◆ ACTIVITY: Go to the line in the data below that contains "of the gold". Write it out exactly, along with every later line through the last, and nothing else.

◆ GIVEN RECORDS:
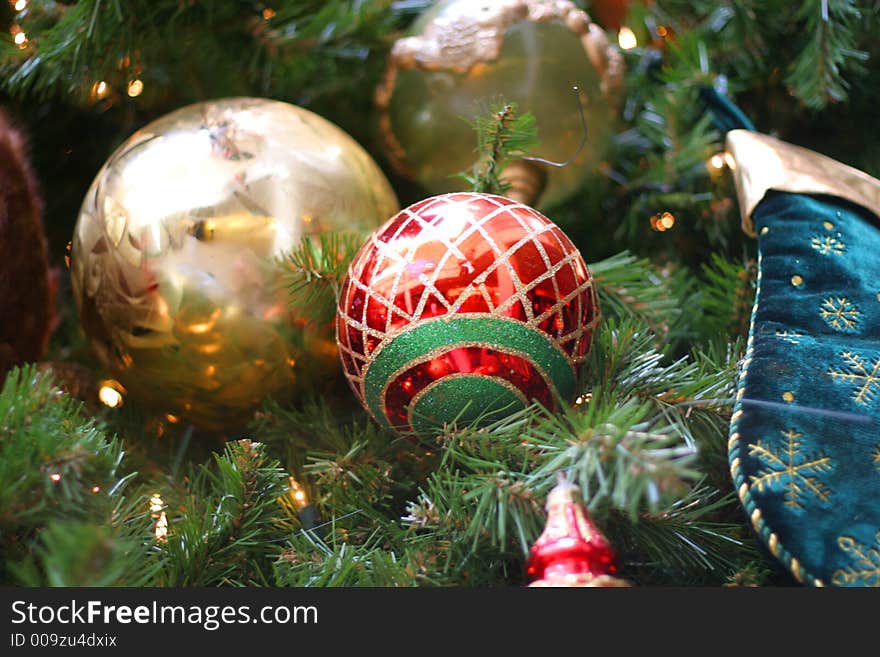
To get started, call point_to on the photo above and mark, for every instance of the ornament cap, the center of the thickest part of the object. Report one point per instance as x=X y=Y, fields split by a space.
x=571 y=551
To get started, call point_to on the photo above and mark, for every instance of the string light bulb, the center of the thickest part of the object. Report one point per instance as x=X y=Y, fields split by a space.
x=717 y=161
x=156 y=513
x=100 y=89
x=297 y=494
x=662 y=222
x=111 y=393
x=19 y=37
x=135 y=88
x=626 y=38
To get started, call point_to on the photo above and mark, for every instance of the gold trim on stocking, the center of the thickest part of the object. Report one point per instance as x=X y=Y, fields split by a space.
x=762 y=163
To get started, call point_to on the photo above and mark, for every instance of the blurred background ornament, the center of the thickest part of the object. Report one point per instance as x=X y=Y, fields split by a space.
x=461 y=55
x=176 y=257
x=571 y=551
x=26 y=287
x=463 y=309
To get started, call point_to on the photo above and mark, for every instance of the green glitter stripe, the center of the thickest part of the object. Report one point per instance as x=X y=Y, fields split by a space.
x=443 y=334
x=465 y=398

◆ RESPONSE TO THE EXERCISE:
To get started, call point_to on the photo above and mark, for every instance of the gold trim on stocking, the center of the thickest part of the object. Report one point per instance as x=X y=Y, fields split by a space.
x=762 y=163
To get started, call point_to on the photo above and mark, for every instance of the blurred background ornament, the center of the thickest part of the object. Report one point per instance as x=X y=Y, fields split by a space.
x=461 y=55
x=176 y=257
x=571 y=551
x=26 y=287
x=463 y=309
To get started, call point_to on the photo above and mark, for every instance of the green glitter stripe, the center of the thickest part of the object. Report one point per instance as x=X y=Y, fields split by a space.
x=443 y=334
x=465 y=398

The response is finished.